TEXTABSCHNITT:
■ ■ ■
Rastlos im Rampenlicht

Luxemburg · Der Belgier Johan Leysen gehört zu den profiliertesten Theater- und Kinoschauspielern Europas. Er hat in mehr als 130 Film- und Fernsehproduktionen mitgespielt, unter anderem neben George Clooney und Götz George. Nun bringt er in Luxemburg mit "Trauerzeit" sein persönlichstes Stück auf die Bühne.

 Ein prägnanter Kopf: Johan Leysen, hier in seinem aktuellen Film „Photo“, der dieses Jahr in die deutschen Kinos kommen soll. Foto: Verleih

Ein prägnanter Kopf: Johan Leysen, hier in seinem aktuellen Film „Photo“, der dieses Jahr in die deutschen Kinos kommen soll. Foto: Verleih

Luxemburg. Es gibt Gesichter, in denen sich ein ganzes Leben spiegelt. Das von Johan Leysen gehört dazu. Vielleicht ist er deshalb vor der Kamera so gefragt, vor allem, wenn es um gebrochene oder undurchsichtige Figuren geht. Oder um harte Hunde.
In der Cafeteria des Luxemburger Grand Théâtre wirken seine Züge freilich viel weicher als im harten Scheinwerferlicht. Er spricht ein schönes, etwas singendes Deutsch, dem man die Muttersprachen Flämisch und Französisch auf charmante Weise anhört. Ein angenehmer Gesprächspartner ohne Allüren.
■ ■ ■
(Gespeicherte Dateneinträge)
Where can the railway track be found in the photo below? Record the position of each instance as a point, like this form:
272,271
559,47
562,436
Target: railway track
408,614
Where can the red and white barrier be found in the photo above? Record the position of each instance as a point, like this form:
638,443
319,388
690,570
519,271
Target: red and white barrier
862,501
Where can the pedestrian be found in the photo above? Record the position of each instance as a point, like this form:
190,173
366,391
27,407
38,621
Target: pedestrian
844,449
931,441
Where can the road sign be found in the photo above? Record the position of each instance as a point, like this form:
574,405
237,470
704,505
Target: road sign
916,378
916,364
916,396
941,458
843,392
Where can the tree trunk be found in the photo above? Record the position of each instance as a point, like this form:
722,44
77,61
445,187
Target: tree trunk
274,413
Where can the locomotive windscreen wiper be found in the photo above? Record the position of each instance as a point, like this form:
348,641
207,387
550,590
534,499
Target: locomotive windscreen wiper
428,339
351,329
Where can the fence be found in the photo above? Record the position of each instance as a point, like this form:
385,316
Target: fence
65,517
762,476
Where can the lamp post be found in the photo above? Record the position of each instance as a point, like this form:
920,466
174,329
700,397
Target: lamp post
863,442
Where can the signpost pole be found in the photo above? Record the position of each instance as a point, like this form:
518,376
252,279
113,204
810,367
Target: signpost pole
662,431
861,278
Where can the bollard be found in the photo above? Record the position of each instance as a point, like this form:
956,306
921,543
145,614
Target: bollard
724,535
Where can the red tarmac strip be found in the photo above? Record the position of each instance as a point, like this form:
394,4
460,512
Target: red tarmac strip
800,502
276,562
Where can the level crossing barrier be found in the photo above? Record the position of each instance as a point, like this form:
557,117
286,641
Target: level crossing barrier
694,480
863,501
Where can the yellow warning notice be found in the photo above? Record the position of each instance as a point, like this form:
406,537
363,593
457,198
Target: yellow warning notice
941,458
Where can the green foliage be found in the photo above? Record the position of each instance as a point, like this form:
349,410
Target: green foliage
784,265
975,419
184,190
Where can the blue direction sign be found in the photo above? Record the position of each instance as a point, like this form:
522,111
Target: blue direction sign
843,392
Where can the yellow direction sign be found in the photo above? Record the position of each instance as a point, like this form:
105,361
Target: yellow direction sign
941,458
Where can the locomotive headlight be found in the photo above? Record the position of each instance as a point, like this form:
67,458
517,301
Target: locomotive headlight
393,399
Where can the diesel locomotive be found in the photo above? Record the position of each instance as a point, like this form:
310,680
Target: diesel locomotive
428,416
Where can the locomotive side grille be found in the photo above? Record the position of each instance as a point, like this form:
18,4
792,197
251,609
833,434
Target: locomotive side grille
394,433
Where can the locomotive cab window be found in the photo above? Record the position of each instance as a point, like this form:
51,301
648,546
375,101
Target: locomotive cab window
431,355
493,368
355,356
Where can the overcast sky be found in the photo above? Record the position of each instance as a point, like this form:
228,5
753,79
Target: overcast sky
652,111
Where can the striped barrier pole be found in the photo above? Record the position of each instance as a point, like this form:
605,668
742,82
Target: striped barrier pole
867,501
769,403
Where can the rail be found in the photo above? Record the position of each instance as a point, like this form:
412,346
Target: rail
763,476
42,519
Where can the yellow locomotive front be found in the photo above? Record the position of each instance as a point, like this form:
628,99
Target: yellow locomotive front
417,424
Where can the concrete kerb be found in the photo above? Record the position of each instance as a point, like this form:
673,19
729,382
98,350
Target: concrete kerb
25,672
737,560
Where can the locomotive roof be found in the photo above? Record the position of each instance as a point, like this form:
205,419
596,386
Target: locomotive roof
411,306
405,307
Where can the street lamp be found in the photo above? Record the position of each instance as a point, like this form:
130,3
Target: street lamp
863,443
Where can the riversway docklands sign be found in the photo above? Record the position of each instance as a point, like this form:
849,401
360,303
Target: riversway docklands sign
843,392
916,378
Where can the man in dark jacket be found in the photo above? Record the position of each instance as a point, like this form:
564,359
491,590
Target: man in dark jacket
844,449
■ ■ ■
AUSZUFÜHRENDE AUFGABEN:
(a) In wie vielen Film- und Fernsehproduktionen hat Johan Leysen laut dem Textabschnitt mitgespielt?
(b) Gib aus dem Textabschnitt den Abschnitt von „Luxemburg. Es gibt“ bis „um harte Hunde.“ wortgetreu zurück.

ERWARTETE ANTWORTEN:
(a) In mehr als 130 Film- und Fernsehproduktionen.

(b)
Luxemburg. Es gibt Gesichter, in denen sich ein ganzes Leben spiegelt. Das von Johan Leysen gehört dazu. Vielleicht ist er deshalb vor der Kamera so gefragt, vor allem, wenn es um gebrochene oder undurchsichtige Figuren geht. Oder um harte Hunde.